> Try it: Would you output, exactly as written, the line with "pixel 628 509" and all lines after it to the end of the data below, and no others?

Saved entries
⁂

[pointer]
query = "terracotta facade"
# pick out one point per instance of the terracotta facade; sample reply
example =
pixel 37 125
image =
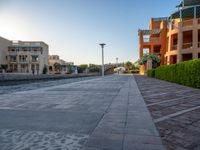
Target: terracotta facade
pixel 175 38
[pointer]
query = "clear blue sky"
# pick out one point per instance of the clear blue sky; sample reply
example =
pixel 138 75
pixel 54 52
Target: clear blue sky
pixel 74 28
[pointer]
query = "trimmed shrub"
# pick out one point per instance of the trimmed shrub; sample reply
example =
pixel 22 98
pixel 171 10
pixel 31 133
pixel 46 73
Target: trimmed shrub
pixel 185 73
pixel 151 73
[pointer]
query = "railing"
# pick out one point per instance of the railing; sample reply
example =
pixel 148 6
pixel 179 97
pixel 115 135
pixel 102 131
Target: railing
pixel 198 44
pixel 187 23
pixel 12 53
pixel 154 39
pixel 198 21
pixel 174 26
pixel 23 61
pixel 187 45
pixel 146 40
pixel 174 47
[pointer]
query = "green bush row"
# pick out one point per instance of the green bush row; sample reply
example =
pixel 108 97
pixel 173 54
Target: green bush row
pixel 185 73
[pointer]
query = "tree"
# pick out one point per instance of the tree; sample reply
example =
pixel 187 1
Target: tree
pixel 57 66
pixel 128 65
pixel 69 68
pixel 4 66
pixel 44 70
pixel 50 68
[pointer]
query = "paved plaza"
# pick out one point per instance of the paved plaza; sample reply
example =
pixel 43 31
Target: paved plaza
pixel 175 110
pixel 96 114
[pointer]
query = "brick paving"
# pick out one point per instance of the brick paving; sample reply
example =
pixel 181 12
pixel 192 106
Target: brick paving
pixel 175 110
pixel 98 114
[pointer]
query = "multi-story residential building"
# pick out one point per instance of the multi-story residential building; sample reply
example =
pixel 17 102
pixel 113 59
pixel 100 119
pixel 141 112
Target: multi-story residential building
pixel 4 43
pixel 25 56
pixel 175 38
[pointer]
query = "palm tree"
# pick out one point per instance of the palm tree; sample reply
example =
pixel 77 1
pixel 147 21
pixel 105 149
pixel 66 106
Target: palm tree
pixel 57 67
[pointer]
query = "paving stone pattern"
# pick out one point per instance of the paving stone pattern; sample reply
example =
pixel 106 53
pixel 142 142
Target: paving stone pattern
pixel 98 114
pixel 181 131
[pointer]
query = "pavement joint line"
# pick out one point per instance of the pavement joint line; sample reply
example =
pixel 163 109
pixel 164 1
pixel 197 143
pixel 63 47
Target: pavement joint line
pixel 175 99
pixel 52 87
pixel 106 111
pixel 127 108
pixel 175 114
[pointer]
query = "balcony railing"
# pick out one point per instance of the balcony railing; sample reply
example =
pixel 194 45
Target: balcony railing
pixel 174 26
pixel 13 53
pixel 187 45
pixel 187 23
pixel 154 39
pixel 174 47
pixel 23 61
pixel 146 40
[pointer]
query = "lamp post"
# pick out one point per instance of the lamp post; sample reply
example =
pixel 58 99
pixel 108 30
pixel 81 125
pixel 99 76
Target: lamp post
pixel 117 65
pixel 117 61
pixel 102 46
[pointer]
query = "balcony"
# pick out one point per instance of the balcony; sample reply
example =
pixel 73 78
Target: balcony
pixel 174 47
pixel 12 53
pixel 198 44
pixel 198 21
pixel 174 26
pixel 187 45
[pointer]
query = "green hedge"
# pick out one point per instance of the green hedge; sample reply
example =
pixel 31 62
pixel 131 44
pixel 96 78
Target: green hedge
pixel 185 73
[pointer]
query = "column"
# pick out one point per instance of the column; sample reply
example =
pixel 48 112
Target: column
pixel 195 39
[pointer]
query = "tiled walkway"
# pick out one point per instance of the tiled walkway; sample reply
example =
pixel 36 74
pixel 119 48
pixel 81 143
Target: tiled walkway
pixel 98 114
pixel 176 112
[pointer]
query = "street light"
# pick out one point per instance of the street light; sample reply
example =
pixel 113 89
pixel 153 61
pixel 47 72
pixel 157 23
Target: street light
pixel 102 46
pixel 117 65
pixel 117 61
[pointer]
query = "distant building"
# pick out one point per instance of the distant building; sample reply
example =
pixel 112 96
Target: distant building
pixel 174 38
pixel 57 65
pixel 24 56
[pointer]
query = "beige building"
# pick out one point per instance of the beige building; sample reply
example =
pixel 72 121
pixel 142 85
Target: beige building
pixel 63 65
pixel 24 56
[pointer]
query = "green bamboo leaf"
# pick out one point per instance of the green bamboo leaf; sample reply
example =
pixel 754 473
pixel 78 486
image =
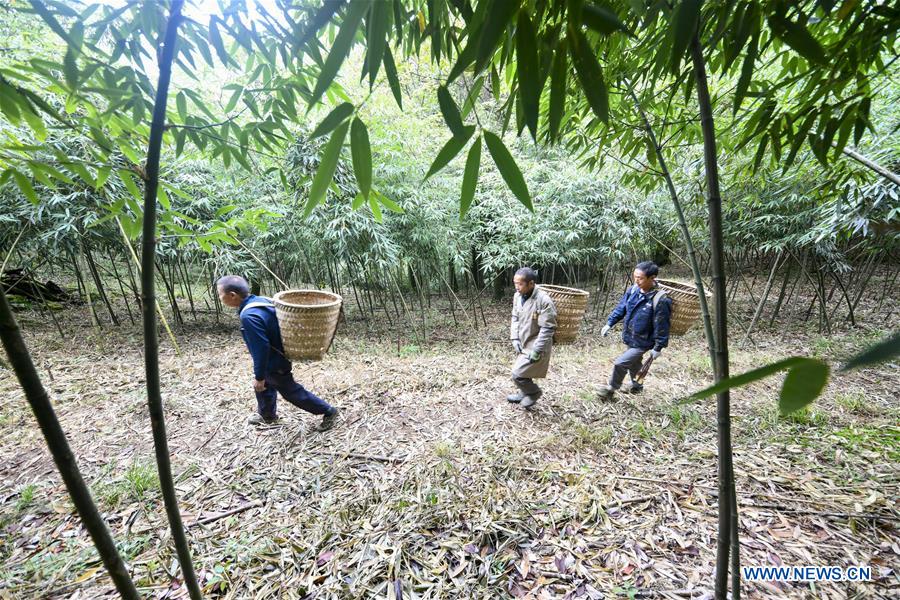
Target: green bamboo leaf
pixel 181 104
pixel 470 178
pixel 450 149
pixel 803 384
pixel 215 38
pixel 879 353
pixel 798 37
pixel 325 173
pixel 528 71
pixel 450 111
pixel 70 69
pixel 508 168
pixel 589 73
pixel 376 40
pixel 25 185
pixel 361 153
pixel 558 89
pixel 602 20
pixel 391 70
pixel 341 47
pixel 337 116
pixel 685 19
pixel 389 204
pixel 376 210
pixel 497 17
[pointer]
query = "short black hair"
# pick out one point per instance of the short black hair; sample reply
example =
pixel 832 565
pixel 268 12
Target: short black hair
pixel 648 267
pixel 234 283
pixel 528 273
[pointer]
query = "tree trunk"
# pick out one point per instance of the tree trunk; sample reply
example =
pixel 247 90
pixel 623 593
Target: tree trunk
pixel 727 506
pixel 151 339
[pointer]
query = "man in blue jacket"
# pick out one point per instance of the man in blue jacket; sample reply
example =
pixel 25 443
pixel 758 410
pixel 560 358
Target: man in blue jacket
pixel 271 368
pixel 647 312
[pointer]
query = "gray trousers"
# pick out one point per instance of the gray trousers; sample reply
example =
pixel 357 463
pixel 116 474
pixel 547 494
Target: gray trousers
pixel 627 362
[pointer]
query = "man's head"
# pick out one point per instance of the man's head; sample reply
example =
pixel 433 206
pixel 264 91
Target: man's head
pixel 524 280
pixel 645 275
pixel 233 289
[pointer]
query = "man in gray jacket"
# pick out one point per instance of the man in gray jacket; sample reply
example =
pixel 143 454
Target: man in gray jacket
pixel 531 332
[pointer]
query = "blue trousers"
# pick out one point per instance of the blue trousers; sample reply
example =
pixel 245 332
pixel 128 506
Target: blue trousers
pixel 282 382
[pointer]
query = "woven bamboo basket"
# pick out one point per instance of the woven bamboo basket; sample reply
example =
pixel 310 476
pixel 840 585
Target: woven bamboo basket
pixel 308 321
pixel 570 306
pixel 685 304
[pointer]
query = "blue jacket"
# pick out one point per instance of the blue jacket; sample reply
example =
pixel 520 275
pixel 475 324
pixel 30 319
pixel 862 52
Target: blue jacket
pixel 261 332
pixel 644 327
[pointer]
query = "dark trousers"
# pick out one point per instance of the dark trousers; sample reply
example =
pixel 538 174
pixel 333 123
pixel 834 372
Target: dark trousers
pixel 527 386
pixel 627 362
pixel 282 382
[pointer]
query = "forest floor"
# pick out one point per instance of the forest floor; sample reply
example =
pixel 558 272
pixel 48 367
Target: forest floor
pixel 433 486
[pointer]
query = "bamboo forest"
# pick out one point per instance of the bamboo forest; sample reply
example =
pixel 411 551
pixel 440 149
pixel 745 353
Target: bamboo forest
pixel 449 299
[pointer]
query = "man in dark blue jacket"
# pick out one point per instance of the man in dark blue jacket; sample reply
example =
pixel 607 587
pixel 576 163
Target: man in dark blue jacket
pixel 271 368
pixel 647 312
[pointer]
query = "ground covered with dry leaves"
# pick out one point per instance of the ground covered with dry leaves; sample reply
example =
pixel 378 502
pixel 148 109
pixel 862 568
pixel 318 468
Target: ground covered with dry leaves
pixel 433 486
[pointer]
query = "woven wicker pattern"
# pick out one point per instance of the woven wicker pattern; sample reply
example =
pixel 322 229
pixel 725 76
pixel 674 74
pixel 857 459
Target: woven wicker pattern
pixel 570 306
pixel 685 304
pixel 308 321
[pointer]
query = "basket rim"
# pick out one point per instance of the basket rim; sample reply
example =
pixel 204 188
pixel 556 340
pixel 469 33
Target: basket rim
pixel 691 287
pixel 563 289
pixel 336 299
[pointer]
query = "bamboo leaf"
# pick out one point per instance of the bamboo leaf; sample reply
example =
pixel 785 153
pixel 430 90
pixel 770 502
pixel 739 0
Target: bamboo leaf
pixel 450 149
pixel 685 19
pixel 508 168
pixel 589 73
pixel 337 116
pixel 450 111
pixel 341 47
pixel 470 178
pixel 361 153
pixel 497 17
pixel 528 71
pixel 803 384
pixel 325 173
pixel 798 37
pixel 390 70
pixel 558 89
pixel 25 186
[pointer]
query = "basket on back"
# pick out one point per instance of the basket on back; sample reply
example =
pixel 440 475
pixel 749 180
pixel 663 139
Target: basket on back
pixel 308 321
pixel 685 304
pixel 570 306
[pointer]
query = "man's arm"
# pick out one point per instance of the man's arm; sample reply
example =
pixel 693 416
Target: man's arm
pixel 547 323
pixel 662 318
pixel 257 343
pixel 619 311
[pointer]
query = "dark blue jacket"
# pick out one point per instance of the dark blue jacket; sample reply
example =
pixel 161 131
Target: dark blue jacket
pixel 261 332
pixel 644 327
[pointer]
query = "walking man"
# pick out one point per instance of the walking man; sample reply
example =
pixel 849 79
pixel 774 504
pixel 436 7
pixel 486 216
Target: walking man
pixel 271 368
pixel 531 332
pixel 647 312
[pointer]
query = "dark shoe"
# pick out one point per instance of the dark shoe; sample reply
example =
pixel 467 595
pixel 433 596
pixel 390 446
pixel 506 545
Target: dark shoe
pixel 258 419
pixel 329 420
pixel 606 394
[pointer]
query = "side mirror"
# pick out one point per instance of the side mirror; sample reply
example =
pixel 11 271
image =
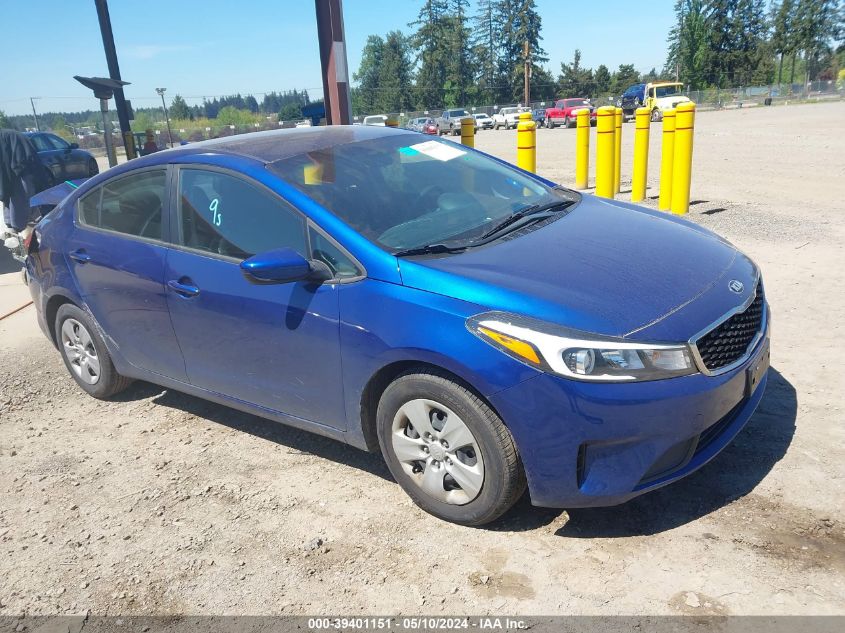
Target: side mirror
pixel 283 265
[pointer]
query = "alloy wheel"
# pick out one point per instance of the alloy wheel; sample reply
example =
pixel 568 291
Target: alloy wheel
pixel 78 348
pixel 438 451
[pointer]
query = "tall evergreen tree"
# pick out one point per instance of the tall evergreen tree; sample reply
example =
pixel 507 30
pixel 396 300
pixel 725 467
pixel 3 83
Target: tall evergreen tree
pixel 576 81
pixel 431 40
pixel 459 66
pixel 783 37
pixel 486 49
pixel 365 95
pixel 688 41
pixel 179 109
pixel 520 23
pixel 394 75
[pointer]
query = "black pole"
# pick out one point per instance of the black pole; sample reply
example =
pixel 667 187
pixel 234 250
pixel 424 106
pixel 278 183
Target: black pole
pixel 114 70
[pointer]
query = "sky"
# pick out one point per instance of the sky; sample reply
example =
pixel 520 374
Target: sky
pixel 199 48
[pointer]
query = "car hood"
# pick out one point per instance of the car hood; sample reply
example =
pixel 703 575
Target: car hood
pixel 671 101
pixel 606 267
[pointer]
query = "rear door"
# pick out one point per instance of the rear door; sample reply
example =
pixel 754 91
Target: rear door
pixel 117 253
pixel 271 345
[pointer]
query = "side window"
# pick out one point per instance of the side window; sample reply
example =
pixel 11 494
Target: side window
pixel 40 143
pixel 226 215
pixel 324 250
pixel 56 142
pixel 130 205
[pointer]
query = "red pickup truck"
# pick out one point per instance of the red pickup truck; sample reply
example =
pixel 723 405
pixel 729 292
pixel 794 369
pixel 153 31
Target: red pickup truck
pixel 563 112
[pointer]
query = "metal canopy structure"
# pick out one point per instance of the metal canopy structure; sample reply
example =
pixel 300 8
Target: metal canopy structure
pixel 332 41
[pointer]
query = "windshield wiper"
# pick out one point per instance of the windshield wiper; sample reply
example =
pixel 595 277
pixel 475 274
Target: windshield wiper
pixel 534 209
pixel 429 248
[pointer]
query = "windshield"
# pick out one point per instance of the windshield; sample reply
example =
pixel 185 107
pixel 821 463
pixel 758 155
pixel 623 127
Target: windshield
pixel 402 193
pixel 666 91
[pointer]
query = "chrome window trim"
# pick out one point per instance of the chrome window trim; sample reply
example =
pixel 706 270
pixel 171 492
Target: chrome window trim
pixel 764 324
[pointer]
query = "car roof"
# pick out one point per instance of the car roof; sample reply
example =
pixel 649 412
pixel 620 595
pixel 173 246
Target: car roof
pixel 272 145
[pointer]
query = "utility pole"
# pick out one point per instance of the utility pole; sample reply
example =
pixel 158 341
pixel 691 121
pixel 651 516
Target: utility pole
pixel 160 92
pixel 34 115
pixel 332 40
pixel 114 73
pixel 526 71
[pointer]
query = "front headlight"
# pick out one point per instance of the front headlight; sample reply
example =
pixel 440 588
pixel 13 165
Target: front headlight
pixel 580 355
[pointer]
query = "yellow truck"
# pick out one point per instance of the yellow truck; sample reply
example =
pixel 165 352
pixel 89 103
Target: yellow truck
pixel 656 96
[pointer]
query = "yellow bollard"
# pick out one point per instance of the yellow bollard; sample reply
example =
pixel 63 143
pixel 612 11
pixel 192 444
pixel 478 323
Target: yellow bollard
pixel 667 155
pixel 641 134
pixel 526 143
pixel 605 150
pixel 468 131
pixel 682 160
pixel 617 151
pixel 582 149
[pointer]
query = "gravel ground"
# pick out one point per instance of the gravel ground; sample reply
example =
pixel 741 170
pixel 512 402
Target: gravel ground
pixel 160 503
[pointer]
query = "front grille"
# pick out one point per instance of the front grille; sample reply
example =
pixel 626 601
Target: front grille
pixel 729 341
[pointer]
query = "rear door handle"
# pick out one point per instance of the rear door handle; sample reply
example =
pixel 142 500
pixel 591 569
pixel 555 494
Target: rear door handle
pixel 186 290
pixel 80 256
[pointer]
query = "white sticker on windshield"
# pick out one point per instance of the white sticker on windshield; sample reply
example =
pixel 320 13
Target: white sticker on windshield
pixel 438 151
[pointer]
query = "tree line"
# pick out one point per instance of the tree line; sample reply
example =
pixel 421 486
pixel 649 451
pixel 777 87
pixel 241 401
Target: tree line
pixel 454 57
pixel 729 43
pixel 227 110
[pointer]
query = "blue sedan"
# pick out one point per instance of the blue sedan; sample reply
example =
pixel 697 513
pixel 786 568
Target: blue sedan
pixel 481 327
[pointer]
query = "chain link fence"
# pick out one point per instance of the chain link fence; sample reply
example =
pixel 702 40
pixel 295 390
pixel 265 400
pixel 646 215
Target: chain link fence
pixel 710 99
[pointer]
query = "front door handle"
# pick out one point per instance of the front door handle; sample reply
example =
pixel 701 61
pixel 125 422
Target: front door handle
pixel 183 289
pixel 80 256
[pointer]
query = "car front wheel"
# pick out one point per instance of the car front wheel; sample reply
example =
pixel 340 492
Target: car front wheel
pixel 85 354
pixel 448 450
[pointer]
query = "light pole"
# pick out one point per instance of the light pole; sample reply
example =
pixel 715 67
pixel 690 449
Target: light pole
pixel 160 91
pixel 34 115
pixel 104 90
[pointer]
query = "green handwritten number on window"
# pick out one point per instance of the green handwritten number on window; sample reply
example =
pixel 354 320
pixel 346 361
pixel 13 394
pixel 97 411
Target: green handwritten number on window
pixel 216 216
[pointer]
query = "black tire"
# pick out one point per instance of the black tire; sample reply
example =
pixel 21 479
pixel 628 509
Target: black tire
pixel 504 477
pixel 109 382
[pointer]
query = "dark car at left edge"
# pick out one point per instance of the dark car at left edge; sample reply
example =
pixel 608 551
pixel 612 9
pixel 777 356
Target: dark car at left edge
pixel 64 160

⁂

> Task output:
pixel 628 509
Target: black tire
pixel 504 477
pixel 109 382
[pointer]
query = "dark car at left edge"
# pick out one point per instance of the dark car at left edge; sample reply
example =
pixel 608 551
pixel 612 9
pixel 777 356
Target: dark car at left edge
pixel 64 160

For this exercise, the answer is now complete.